• TASK DETAILS:
Rewrite the records from the line containing "as in (430,449)." through the end of the records, shifting each answer coordinate by adding 92 to both of its numbers and leaving all other numbers unchanged.

****************

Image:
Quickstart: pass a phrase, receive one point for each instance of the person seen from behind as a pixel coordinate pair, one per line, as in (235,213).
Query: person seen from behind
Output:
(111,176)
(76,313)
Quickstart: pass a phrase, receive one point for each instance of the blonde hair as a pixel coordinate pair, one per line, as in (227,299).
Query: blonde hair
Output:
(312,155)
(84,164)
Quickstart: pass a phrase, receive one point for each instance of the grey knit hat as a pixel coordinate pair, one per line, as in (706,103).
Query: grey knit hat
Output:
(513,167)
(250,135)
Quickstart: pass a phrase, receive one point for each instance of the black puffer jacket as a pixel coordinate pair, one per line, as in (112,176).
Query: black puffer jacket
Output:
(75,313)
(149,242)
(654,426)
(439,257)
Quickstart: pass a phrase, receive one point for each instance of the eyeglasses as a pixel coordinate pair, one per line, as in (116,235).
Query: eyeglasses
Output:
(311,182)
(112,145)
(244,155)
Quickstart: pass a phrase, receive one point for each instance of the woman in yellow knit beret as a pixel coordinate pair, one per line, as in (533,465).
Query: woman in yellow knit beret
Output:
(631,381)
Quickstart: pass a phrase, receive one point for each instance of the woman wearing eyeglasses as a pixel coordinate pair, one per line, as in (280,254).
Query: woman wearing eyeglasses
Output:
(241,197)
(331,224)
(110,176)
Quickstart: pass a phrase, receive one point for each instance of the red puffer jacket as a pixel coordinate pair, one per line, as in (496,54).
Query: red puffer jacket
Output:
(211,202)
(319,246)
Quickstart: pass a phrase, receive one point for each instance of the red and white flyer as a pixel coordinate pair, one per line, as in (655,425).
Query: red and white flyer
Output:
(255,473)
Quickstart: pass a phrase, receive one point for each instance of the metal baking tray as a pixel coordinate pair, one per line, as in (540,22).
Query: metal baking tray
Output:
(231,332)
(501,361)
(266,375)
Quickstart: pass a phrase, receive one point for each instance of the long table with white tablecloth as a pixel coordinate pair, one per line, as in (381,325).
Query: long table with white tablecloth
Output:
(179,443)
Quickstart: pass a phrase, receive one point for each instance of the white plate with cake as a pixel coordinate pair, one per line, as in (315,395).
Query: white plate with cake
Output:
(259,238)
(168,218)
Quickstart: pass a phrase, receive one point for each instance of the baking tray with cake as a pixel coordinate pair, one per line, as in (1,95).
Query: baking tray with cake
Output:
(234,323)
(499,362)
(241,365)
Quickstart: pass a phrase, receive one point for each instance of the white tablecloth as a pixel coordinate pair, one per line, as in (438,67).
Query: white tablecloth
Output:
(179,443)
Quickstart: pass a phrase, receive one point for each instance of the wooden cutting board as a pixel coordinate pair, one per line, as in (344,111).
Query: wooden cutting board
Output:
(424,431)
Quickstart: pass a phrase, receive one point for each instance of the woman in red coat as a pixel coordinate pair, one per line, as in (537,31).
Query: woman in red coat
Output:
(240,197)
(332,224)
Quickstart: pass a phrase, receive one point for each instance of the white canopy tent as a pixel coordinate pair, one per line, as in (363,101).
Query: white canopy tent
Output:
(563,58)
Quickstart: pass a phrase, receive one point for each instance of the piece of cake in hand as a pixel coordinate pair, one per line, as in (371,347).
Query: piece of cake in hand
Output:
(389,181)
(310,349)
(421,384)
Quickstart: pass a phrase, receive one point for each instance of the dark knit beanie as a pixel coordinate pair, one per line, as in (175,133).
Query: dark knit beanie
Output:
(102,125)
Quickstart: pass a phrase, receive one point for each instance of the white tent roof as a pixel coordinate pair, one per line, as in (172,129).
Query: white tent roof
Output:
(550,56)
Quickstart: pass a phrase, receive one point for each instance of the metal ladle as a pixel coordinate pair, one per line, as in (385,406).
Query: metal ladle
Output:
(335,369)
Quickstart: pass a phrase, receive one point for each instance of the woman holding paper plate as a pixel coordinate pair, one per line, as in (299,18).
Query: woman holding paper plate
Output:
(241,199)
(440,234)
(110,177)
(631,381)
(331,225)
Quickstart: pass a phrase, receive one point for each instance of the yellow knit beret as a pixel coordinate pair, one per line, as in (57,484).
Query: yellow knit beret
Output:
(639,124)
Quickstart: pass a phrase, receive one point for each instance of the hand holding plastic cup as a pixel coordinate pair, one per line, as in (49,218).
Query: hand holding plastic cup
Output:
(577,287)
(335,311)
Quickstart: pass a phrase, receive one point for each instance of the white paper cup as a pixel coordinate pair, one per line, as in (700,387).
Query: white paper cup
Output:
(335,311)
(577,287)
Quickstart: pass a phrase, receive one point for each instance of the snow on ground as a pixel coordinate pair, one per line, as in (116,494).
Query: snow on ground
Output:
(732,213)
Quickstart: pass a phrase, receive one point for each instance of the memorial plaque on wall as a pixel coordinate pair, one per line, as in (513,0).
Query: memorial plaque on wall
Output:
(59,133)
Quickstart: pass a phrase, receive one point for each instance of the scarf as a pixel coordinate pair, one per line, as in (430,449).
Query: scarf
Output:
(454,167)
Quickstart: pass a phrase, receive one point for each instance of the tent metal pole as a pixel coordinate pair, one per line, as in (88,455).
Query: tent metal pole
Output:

****************

• RESULT OF THE EXERCISE:
Quickstart: pass a phrase, receive one point for each instance of the scarf as a pixel coordinate pair, one per line, as in (430,449).
Query: scarf
Output:
(546,259)
Quickstart: pass a phrase, receive one point for each instance of the tent metal pole as a pixel coordinate pair, one per line, as in (88,455).
Query: tent metal pole
Output:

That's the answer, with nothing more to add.